- DOCUMENT EXTRACT
####################

As dozens of new academies are created in the West Midlands, Donna Bowater meets the head teacher of one school who believes the new status has transformed his institution.
Opponents to academy schools should take a look around Harborne Academy and be pleasantly surprised, according to head teacher Andrew Wright.
Formerly Harborne Hill, the school opened its doors in September and is almost at the end of its first year as Birmingham’s newest academy, specialising in health and science.
And with a mock ambulance and hospital ward the NHS would be proud of, Mr Wright believes the institution is a healthy example of this new model of schools.
"Independent of local authority control, the school is sponsored by Birmingham Metropolitan College and as a result Mr Wright says the partnership has increased the facilities available to Harborne students at the same time the school is reaching out to its community.
Mr Wright, who was head teacher before the school became an academy, said this was part of an approach that looked at the bigger picture of learning to produce successful pupils.
“I’m here to get the best results, the best future for our students and that’s why I’m in teaching full stop,” he said. “What becoming an academy has done has brought in a new partner with all their expertise, all their skills, which previously we wouldn’t have been available to do so we’ve gained massively from that.

####################

- ENTRIES SHOWN

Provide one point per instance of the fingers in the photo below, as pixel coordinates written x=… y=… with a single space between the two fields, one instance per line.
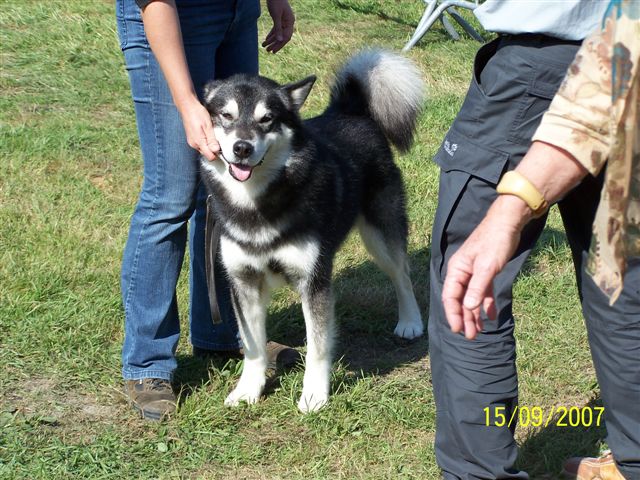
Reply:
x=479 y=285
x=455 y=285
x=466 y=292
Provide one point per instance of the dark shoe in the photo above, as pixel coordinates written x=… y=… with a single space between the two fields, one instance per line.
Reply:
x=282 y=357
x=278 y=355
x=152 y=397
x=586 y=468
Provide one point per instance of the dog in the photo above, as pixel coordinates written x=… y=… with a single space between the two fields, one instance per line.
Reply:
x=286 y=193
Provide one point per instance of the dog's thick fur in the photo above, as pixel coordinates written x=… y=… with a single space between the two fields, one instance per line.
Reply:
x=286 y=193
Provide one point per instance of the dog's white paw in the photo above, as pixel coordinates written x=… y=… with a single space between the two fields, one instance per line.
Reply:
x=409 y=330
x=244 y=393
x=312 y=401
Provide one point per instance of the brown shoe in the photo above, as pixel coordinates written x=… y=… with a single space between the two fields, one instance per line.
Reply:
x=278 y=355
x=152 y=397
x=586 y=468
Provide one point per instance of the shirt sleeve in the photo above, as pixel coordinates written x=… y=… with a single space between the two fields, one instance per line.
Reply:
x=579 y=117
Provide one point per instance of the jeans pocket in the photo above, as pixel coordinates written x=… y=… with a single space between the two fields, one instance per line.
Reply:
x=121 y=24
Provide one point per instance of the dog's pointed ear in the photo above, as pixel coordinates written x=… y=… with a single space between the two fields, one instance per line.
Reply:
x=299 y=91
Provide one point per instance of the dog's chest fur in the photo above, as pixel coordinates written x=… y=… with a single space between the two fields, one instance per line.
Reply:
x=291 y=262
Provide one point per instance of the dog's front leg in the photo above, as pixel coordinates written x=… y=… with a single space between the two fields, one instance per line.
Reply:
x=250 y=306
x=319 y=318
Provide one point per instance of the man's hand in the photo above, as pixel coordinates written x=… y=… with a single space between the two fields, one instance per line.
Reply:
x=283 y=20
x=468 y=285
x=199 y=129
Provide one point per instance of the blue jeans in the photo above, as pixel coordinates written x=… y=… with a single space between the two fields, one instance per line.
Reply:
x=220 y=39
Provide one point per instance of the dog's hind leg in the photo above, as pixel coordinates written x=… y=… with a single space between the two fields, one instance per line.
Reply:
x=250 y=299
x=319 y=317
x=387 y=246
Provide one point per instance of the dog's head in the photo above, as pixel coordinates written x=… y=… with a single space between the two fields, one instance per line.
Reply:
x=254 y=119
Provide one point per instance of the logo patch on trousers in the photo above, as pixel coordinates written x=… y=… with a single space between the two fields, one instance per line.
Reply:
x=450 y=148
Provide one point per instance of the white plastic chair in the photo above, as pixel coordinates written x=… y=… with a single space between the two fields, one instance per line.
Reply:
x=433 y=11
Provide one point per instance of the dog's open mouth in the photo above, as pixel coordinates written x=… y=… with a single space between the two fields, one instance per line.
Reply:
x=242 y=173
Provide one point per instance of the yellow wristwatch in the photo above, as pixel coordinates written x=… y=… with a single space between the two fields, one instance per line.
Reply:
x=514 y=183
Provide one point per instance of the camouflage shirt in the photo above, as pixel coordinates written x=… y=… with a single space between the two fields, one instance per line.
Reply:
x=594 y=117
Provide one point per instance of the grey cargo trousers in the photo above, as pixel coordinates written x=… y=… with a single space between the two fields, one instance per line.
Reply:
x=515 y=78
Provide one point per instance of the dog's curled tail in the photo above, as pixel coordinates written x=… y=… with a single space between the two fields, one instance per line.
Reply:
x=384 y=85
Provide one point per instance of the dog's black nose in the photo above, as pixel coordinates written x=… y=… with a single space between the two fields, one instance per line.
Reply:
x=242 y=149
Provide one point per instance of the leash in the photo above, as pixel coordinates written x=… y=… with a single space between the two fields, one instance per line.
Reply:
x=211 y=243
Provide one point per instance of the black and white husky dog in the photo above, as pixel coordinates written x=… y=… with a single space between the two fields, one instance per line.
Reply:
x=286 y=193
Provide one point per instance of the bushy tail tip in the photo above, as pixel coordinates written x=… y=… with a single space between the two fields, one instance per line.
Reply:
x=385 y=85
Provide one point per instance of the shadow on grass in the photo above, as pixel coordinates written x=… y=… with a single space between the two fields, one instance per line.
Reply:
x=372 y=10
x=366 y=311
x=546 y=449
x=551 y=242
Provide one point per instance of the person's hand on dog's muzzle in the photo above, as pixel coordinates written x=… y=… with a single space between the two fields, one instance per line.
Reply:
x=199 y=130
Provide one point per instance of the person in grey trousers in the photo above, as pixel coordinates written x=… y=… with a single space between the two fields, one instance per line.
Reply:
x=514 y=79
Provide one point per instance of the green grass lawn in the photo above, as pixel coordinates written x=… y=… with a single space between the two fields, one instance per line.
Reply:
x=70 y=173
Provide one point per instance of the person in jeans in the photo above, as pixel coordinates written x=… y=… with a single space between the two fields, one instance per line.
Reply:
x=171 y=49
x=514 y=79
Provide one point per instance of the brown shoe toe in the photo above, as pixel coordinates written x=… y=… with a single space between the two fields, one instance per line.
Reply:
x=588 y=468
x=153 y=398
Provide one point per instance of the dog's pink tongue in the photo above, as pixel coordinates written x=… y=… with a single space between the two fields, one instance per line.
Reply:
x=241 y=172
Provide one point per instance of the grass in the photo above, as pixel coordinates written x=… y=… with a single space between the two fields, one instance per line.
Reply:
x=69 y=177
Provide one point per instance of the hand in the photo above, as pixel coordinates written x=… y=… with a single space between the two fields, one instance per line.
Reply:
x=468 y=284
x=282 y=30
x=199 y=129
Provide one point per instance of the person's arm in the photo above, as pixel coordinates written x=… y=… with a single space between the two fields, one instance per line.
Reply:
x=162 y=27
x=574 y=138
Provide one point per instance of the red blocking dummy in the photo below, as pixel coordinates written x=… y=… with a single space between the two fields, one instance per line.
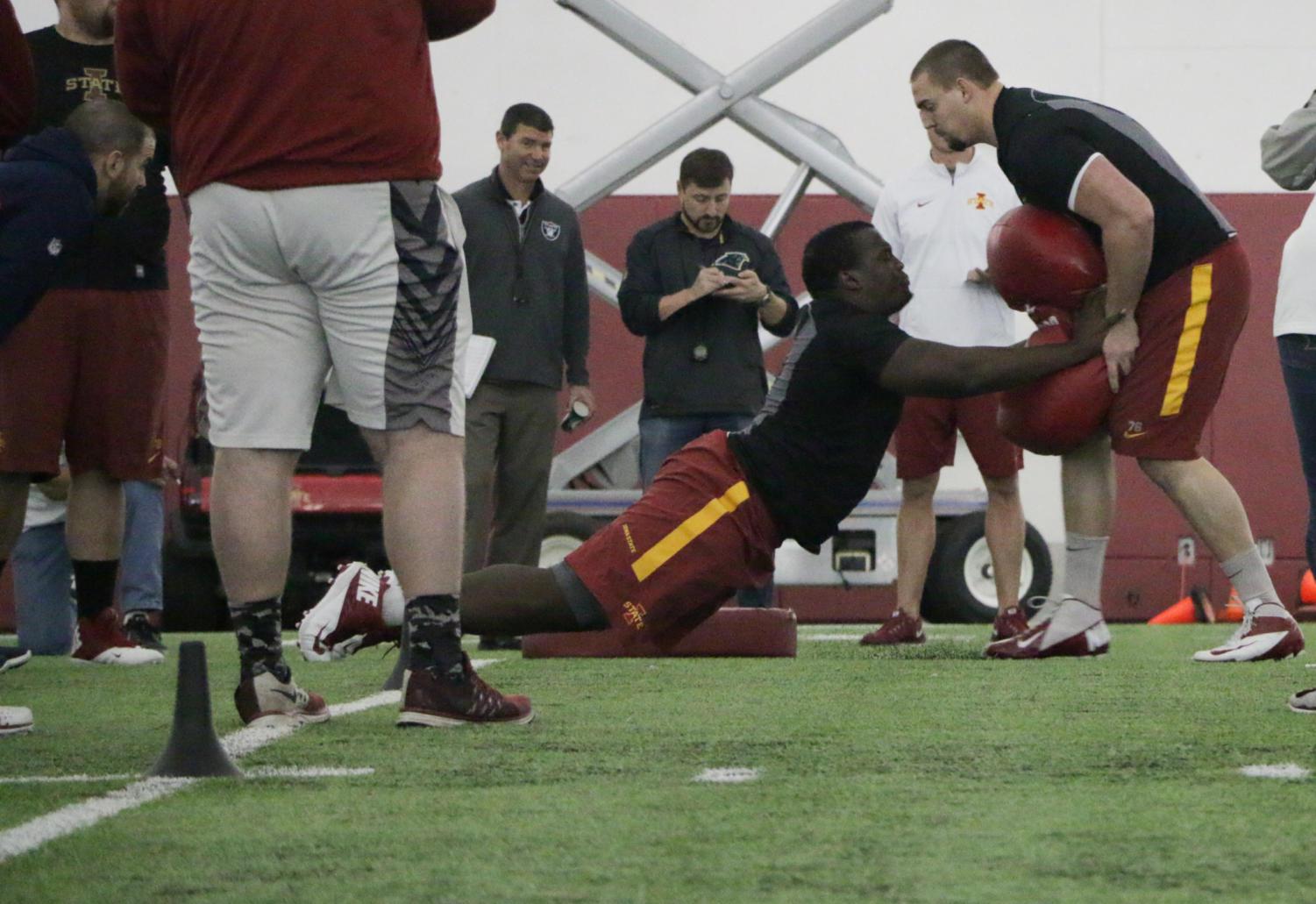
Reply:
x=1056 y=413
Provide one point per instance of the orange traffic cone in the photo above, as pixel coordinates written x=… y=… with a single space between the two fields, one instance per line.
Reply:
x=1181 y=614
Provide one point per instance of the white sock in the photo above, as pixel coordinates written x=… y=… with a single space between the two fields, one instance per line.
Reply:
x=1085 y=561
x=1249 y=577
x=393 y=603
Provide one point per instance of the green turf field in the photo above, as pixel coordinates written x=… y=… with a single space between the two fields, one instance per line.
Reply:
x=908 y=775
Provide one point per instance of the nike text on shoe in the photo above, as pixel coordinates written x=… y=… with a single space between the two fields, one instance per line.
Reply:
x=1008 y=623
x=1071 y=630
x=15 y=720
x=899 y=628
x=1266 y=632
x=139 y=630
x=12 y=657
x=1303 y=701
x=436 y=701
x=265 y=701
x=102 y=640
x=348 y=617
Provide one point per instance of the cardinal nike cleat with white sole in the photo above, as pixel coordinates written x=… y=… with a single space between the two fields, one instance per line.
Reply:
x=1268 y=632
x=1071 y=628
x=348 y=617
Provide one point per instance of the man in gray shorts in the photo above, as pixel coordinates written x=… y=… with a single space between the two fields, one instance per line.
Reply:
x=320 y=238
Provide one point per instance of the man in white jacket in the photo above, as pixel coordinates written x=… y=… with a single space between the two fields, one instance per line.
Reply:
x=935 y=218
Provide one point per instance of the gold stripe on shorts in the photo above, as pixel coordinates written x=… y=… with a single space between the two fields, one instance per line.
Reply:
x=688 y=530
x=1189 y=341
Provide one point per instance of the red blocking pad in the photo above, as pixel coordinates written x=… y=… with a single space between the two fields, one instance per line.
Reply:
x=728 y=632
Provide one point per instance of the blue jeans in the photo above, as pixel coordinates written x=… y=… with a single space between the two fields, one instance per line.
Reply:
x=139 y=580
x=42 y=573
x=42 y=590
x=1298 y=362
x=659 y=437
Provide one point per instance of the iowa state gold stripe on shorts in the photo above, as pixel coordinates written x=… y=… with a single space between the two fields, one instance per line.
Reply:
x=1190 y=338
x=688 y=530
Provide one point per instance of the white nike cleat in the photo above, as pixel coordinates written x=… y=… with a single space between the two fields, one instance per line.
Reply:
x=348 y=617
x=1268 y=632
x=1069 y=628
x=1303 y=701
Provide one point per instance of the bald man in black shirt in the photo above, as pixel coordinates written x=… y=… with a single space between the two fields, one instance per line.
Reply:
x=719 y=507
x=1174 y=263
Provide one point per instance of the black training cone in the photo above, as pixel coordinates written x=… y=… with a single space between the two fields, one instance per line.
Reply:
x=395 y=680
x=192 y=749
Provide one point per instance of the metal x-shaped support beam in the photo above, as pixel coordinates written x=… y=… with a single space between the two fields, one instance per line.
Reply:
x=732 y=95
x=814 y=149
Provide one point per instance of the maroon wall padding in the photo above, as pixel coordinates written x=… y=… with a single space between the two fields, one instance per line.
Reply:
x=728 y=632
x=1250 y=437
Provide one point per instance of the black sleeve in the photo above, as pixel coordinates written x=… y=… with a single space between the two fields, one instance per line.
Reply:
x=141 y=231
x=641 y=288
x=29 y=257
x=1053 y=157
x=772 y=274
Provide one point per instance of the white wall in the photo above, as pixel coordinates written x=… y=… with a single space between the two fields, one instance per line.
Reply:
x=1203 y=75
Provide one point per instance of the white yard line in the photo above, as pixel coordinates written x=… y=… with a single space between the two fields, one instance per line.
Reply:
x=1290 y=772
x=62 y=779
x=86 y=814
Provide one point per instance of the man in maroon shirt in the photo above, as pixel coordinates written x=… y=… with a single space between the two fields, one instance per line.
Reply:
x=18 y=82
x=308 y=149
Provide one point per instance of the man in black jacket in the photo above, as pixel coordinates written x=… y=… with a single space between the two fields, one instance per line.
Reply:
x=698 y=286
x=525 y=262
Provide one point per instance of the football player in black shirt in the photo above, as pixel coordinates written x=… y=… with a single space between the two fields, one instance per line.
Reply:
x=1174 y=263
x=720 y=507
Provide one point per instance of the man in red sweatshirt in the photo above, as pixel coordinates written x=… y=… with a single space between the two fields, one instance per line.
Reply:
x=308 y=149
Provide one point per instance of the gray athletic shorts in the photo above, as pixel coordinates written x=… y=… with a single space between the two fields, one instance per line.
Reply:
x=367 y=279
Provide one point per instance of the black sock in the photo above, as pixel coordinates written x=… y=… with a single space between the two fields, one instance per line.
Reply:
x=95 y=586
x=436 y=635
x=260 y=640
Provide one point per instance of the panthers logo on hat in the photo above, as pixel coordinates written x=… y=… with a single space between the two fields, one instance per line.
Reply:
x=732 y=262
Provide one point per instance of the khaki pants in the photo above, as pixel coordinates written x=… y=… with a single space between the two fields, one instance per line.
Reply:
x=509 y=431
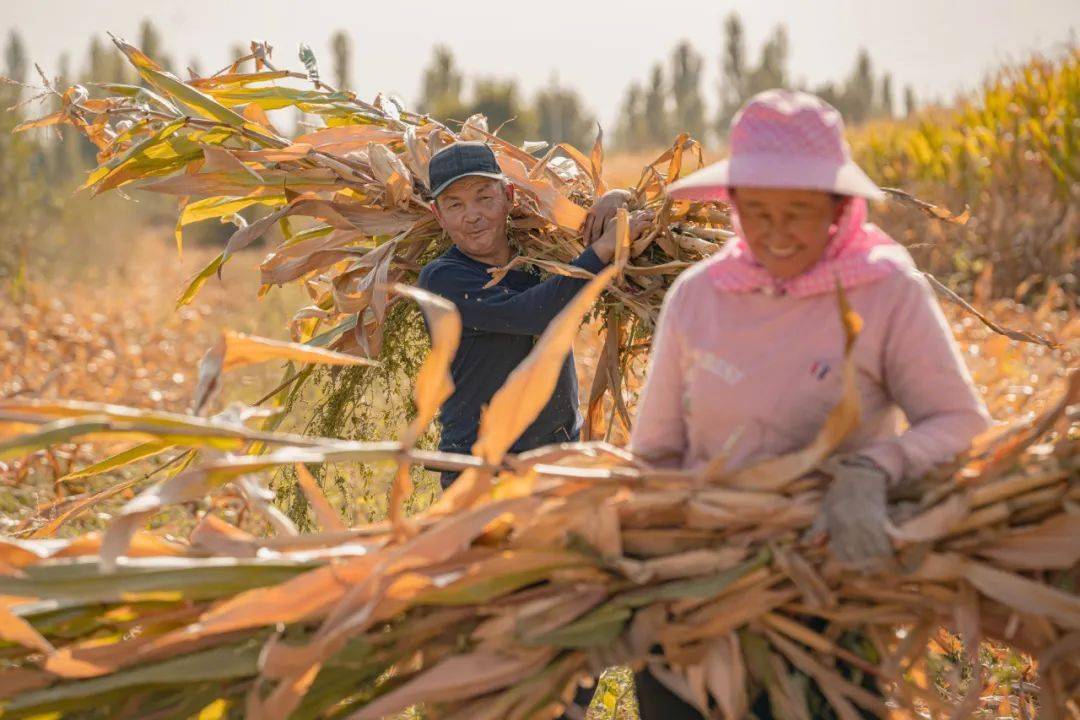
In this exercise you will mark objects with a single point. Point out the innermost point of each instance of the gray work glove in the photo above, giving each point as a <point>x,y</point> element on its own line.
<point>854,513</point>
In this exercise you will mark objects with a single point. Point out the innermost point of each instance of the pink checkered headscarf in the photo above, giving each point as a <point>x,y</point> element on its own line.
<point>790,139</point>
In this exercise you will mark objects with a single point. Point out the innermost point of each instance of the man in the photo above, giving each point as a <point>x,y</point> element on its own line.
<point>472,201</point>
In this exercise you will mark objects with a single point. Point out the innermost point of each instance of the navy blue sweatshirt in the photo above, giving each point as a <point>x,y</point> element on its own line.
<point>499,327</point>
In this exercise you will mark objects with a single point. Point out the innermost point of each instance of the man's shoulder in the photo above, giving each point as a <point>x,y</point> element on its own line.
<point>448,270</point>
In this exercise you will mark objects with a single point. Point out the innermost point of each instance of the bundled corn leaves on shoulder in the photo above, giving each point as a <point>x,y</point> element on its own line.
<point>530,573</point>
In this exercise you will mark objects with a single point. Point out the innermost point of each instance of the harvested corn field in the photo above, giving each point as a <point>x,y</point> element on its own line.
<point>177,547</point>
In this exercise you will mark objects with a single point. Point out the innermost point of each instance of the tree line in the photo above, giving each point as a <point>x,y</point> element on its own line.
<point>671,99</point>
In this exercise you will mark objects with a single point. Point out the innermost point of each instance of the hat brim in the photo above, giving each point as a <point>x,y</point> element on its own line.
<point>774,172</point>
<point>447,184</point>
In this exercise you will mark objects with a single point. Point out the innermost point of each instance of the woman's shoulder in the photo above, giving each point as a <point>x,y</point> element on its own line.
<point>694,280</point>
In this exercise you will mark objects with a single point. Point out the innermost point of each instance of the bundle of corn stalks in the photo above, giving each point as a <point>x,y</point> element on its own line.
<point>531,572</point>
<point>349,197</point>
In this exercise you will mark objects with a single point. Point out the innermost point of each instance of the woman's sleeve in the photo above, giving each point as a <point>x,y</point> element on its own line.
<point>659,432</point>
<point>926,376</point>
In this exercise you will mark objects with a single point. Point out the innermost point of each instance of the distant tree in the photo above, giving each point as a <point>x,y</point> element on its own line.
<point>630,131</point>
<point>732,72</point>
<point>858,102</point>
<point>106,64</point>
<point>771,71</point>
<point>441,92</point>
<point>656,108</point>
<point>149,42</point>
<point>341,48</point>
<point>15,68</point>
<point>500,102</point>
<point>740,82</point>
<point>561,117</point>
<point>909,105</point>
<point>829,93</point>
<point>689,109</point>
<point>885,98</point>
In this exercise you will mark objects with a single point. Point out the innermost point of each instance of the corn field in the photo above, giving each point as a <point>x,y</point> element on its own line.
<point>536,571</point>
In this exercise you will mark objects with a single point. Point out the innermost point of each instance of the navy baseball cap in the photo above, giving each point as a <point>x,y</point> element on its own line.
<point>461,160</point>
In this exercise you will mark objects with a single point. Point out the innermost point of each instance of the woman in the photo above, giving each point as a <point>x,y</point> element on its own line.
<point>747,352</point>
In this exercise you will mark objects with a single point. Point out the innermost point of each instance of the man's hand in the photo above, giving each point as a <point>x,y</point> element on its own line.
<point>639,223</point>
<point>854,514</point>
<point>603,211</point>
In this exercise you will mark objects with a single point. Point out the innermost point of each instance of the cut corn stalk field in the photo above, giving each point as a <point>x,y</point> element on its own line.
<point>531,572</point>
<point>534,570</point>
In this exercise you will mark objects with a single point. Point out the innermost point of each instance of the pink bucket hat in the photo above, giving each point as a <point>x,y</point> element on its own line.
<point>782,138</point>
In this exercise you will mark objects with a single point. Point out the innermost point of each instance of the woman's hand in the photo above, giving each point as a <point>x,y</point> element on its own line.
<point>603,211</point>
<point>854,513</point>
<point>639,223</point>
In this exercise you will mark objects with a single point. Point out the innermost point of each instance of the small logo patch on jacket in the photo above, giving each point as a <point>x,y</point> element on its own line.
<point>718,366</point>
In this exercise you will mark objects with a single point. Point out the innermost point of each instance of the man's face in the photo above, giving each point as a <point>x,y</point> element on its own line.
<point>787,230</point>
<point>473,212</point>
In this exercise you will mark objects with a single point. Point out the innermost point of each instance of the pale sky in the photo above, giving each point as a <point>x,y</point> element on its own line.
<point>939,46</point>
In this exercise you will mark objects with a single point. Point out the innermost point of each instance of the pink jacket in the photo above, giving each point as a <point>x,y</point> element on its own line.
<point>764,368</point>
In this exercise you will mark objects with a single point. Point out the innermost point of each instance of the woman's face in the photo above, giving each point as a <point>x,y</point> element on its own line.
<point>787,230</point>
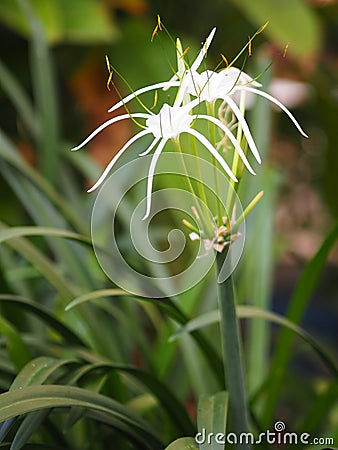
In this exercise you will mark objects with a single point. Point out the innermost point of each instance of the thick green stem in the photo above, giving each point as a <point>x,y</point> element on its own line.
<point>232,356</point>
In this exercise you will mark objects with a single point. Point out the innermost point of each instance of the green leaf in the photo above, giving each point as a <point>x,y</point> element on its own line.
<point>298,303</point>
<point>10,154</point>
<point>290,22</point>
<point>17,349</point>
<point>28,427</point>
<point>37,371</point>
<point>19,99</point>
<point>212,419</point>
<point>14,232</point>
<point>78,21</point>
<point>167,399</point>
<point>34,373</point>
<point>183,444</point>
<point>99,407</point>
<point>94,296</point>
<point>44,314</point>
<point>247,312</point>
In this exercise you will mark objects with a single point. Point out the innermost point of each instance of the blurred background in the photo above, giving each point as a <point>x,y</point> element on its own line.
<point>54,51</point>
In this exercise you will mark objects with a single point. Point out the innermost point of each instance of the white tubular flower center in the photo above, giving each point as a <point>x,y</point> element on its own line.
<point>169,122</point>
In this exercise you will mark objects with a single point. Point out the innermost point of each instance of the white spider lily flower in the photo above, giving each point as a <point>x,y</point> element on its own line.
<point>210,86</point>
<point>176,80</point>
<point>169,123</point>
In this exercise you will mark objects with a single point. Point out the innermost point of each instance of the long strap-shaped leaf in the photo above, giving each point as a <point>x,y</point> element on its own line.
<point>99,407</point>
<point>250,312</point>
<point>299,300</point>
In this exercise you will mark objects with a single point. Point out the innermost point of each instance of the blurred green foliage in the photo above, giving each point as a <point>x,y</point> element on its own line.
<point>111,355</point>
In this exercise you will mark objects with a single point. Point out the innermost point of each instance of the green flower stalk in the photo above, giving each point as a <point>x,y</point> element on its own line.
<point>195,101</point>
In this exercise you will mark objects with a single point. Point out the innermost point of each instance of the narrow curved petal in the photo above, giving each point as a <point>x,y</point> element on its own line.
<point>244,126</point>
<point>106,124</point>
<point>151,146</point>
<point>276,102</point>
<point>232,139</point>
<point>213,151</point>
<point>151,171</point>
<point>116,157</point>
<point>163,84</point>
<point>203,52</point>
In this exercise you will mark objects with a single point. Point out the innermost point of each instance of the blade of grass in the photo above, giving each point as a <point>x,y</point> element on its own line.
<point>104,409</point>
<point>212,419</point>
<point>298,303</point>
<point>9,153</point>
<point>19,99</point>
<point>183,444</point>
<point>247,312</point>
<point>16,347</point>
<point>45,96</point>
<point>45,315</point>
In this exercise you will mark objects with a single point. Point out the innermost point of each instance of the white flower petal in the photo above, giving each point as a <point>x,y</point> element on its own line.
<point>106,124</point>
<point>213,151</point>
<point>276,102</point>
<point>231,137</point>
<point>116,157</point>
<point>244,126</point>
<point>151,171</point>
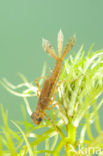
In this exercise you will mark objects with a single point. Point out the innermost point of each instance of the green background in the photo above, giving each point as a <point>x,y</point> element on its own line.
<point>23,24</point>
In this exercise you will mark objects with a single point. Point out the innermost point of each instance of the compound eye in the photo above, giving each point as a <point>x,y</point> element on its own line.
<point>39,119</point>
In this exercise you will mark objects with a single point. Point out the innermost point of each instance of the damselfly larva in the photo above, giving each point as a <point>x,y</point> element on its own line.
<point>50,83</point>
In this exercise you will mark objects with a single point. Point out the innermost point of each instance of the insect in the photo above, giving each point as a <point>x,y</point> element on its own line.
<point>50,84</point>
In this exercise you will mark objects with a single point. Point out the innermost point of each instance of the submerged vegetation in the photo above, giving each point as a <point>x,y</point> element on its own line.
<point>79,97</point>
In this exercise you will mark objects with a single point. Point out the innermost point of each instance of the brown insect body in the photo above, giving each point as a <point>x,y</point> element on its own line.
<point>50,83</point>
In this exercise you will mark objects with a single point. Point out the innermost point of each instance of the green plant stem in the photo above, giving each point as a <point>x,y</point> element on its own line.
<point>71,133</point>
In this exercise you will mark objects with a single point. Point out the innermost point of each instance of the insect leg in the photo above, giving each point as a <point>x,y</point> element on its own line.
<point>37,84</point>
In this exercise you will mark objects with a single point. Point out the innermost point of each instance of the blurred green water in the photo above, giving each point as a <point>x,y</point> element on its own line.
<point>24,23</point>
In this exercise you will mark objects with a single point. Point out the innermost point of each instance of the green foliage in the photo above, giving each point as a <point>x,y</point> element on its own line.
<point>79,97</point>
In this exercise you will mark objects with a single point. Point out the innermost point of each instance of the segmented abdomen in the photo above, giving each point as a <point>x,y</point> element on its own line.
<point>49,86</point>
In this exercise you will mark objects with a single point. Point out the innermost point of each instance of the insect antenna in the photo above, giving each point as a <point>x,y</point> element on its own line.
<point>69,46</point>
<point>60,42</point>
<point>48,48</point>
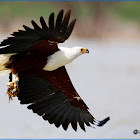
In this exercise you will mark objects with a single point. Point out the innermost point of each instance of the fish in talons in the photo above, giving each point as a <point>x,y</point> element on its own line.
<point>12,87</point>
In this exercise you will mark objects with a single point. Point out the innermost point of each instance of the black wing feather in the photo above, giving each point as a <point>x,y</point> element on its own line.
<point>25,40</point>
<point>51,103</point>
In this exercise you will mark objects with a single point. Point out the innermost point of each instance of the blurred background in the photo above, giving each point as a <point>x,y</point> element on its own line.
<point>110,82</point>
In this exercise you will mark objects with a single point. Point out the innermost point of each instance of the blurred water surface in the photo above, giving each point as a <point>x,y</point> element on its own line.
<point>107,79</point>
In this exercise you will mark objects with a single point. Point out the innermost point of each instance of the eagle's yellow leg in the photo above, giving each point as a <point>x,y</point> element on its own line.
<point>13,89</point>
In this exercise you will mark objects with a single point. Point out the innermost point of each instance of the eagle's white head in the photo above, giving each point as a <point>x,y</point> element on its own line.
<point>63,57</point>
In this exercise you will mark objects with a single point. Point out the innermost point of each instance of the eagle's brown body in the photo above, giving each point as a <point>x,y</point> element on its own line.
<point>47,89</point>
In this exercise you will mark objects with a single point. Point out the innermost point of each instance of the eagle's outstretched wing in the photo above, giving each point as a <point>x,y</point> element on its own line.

####################

- TASKS FOR THIS EXERCISE
**1.** In the article on Harborne Academy, why does Mr Wright say the school has gained from becoming an academy?
**2.** According to the article on Harborne Academy, in which subjects does the school specialize?
**3.** Proceed with the article on Harborne Academy, continuing from its last sentence.

- RESPONSES FOR EACH TASK
**1.** He says that becoming an academy brought in a new partner with all of its expertise and skills, and that the school has gained massively from that.

**2.** Health and science.

**3.**
“The sponsor becomes in effect the local authority so they are in charge of it overall but we’re developing a model that means our students can work on the college sites and the college students can come to work with our students.
“It’s a win-win situation because all of our staff will get a lot more experience of what comes before or after.
"That’s going to be a long-term bonus for our staff. It means that we can look after our students really well and give them the correct advice and information to succeed. At a time when it is getting harder to get employment, it’s so important.”
Mr Wright stressed Harborne Academy was not selective, and since September, the school has extended its intake to 11 to 18-year-olds instead of 11 to 16-year-olds.
It offers courses and qualifications that makes use of the school’s access to resources including its Health Tec Centre that features a life-size ambulance and former hospital equipment. In the face of criticism that academies amount to the privatisation of schools through the backdoor, the head teacher insisted success was all that mattered.
He continued: “At the end of the day, every single parent will want the best for their child and that’s what education has got to offer.
"The best for their child is yes you must get the qualifications but you need the life skills, the employability skills and they have got to be transferable. It’s often quoted that the jobs that our children are learning about now will be changed by the time they get to employment.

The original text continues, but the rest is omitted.